_YOUR OBJECTIVE:_
Copy out, word for word and in full, the page below on estimating Hardy-Weinberg equilibrium.

_EXTRACTED TEXT:_
======
08 - Estimating HWE and PCAs
This page is to provide some additional code that we didn’t get to in class, which will be beneficial for completing Project 1.
Estimating Hardy-Weinberg Equilibrium
There are two different methods for inferring whether sites are in Hardy-Weinberg equilibrium from our genomic data. One is using VCFtools, while the other ues the dartR package in R.
Using VCFtools
To infer HWE for each site using VCFtools with your filtered VCF, you can use the following code:
vcftools --vcf variants_filtered.vcf --hardy --out vcf_stats/variants_filteredThis will output a p-value for each site from a Hardy-Weinberg Equilibrium Chi-square test, as well as the observed numbers of homozygotes and heterozygotes and the corresponding expected numbers under HWE. These data can then be pulled into R for interpretation, using code such as that below:
library(tidyverse)
## load and plot a histogram of the hwe file
hwe <- read_table("variants_filtered.hwe")
hwe %>%
ggplot() +
geom_histogram(aes(x=P_HWE))
======
_INFORMATION PROVIDED:_
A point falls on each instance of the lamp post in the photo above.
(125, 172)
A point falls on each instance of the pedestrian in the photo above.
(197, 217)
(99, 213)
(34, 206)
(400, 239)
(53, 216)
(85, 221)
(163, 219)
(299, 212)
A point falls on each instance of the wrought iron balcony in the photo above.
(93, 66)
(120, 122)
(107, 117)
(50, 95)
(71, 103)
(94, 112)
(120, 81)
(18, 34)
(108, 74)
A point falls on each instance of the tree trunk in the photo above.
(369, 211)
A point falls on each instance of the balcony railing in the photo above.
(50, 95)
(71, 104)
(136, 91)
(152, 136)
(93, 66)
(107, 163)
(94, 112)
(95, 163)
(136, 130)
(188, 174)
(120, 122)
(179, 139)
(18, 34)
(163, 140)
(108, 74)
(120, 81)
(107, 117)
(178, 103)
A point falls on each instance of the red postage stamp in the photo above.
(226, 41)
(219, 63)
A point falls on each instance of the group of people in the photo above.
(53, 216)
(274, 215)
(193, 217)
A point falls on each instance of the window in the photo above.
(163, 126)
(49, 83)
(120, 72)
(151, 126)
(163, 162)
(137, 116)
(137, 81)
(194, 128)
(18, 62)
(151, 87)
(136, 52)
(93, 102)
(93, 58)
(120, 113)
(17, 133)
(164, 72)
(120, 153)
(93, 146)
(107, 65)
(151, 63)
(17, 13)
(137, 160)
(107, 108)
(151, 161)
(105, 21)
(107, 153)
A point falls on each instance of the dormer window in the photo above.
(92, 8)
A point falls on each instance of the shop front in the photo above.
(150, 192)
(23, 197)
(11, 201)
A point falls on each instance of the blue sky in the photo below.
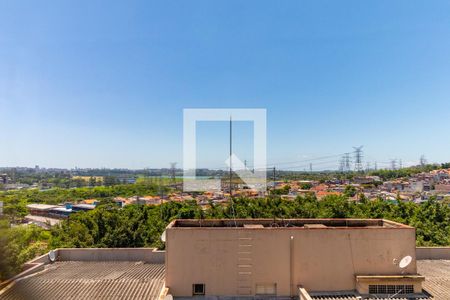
(103, 84)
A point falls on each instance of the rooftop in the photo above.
(92, 273)
(437, 274)
(293, 223)
(90, 280)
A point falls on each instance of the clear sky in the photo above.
(104, 84)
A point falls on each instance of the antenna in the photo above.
(405, 261)
(52, 256)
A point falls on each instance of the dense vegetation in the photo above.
(15, 201)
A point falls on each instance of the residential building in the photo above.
(265, 257)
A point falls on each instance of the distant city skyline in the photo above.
(81, 85)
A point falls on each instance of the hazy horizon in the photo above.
(85, 86)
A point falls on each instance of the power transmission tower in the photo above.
(342, 164)
(273, 176)
(173, 171)
(347, 162)
(423, 160)
(358, 159)
(393, 164)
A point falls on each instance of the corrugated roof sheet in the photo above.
(91, 280)
(437, 277)
(354, 297)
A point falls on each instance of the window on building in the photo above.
(266, 288)
(391, 289)
(198, 289)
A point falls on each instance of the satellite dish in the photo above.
(52, 255)
(405, 261)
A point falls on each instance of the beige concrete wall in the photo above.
(109, 254)
(433, 252)
(232, 261)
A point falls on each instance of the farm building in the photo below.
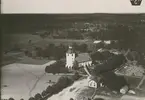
(82, 59)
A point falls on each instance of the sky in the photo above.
(70, 6)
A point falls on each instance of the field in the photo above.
(18, 80)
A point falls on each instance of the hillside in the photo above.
(79, 90)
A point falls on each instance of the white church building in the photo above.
(82, 59)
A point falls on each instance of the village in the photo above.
(75, 61)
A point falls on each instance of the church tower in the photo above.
(70, 57)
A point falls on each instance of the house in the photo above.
(95, 82)
(82, 59)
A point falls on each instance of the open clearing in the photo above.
(18, 80)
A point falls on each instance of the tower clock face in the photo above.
(136, 2)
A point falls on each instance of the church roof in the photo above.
(83, 57)
(70, 50)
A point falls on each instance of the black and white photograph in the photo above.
(73, 50)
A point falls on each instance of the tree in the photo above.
(83, 48)
(71, 99)
(38, 96)
(11, 98)
(31, 98)
(76, 76)
(49, 89)
(44, 93)
(98, 99)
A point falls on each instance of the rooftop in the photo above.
(82, 57)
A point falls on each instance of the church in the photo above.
(82, 59)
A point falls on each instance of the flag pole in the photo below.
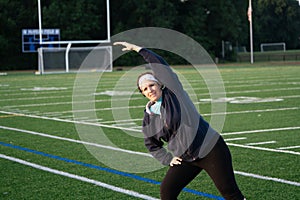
(251, 33)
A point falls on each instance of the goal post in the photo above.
(279, 46)
(74, 59)
(85, 57)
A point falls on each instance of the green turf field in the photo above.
(61, 138)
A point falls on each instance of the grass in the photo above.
(42, 118)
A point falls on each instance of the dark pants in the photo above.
(217, 164)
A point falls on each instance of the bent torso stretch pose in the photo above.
(171, 117)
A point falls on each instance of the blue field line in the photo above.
(147, 180)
======
_SOLUTION BELOW:_
08 - Estimating HWE and PCAs
This page is to provide some additional code that we didn’t get to in class, which will be beneficial for completing Project 1.
Estimating Hardy-Weinberg Equilibrium
There are two different methods for inferring whether sites are in Hardy-Weinberg equilibrium from our genomic data. One is using VCFtools, while the other ues the dartR package in R.
Using VCFtools
To infer HWE for each site using VCFtools with your filtered VCF, you can use the following code:
vcftools --vcf variants_filtered.vcf --hardy --out vcf_stats/variants_filteredThis will output a p-value for each site from a Hardy-Weinberg Equilibrium Chi-square test, as well as the observed numbers of homozygotes and heterozygotes and the corresponding expected numbers under HWE. These data can then be pulled into R for interpretation, using code such as that below:
library(tidyverse)
## load and plot a histogram of the hwe file
hwe <- read_table("variants_filtered.hwe")
hwe %>%
ggplot() +
geom_histogram(aes(x=P_HWE))